Directions for this task
List every line in this data where the string "target" occurs.

Collected data
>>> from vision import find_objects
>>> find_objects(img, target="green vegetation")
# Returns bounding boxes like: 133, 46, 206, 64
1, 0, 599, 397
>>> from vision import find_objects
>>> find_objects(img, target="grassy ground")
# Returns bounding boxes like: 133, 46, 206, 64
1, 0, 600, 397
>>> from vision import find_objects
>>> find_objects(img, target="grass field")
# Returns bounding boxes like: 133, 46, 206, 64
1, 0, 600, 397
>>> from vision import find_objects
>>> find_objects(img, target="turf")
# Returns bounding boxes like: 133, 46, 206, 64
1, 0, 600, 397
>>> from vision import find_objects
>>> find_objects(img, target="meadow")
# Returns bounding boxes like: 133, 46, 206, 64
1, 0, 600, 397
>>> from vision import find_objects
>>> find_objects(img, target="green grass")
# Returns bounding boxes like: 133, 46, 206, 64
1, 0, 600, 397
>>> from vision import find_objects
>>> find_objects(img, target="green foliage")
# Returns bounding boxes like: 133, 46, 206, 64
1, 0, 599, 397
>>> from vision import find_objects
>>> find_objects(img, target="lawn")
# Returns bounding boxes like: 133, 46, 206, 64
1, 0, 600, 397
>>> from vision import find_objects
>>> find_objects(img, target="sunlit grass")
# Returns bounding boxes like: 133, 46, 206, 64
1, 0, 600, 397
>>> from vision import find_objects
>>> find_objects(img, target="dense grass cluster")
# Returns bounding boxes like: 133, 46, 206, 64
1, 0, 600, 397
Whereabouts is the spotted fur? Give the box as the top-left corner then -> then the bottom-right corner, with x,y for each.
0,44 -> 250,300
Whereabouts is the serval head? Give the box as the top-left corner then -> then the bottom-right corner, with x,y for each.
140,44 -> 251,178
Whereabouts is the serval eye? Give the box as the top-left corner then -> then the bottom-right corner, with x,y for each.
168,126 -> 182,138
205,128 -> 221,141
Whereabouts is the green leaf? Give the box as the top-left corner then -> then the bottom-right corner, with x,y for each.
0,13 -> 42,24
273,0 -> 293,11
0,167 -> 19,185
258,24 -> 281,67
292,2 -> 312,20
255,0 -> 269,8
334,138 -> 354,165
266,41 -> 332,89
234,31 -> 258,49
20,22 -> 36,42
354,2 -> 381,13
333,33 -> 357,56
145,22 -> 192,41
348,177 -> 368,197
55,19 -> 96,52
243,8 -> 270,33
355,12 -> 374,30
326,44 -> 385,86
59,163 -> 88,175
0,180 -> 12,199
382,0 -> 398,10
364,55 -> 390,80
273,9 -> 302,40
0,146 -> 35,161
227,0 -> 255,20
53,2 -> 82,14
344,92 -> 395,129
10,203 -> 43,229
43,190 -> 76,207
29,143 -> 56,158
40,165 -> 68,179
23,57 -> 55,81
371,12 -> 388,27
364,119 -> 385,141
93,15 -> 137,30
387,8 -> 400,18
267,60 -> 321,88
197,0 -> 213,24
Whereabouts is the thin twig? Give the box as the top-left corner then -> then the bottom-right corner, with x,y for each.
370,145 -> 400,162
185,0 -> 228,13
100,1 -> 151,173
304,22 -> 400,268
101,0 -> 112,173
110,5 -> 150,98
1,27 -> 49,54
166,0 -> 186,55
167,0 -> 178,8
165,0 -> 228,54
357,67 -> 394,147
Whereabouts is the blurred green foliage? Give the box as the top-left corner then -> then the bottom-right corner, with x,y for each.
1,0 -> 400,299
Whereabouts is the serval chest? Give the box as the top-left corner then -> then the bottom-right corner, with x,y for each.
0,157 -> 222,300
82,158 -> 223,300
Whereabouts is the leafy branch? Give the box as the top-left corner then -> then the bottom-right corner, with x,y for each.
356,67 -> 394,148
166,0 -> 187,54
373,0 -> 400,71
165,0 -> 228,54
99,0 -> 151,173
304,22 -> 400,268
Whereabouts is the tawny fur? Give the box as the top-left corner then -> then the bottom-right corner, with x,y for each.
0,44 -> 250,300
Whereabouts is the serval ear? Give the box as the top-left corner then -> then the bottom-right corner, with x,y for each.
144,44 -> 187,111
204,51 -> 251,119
==
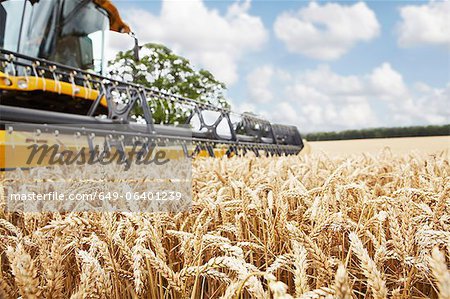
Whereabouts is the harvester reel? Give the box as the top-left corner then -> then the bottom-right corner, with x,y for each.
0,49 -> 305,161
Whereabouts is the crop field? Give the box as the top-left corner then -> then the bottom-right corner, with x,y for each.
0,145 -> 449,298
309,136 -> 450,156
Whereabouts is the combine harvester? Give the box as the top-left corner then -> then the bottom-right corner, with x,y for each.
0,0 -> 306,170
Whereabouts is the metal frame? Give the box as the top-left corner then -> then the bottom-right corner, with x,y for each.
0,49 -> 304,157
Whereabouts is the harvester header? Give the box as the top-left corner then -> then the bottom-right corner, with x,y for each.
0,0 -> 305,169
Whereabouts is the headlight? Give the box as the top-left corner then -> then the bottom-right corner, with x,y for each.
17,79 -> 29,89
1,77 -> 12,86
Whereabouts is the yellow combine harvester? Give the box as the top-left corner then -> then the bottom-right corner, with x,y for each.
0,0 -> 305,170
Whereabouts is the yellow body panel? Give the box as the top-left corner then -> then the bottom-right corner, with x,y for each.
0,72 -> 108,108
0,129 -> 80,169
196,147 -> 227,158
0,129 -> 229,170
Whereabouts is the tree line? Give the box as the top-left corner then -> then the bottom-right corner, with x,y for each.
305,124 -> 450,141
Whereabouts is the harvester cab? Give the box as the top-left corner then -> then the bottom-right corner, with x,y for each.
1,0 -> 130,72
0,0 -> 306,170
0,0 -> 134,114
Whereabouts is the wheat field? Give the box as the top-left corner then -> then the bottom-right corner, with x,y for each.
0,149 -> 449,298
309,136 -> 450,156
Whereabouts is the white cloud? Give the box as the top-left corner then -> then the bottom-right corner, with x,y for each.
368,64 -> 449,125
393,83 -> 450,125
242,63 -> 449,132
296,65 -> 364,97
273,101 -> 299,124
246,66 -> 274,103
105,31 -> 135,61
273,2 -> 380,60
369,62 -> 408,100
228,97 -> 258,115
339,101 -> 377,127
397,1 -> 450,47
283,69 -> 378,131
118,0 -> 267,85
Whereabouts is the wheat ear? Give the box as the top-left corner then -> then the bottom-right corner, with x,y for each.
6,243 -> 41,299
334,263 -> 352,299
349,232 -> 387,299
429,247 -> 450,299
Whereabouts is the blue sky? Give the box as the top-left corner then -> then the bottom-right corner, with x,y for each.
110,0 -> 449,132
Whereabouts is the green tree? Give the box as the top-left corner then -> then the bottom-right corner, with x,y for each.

Solution for this problem
>>> find_objects(img, target="green vegetation")
>>> find_objects(img, target="grassy ground")
>>> find_objects(img, target="grass field")
>>> find_objects(img, target="turf")
>>> find_objects(img, target="meadow")
>>> find_objects(img, target="green grass")
>>> find_objects(img, target="green foliage")
>>> find_objects(img, target="lawn")
>>> find_objects(img, target="sunlit grass")
>>> find_objects(img, target="dense grass cluster")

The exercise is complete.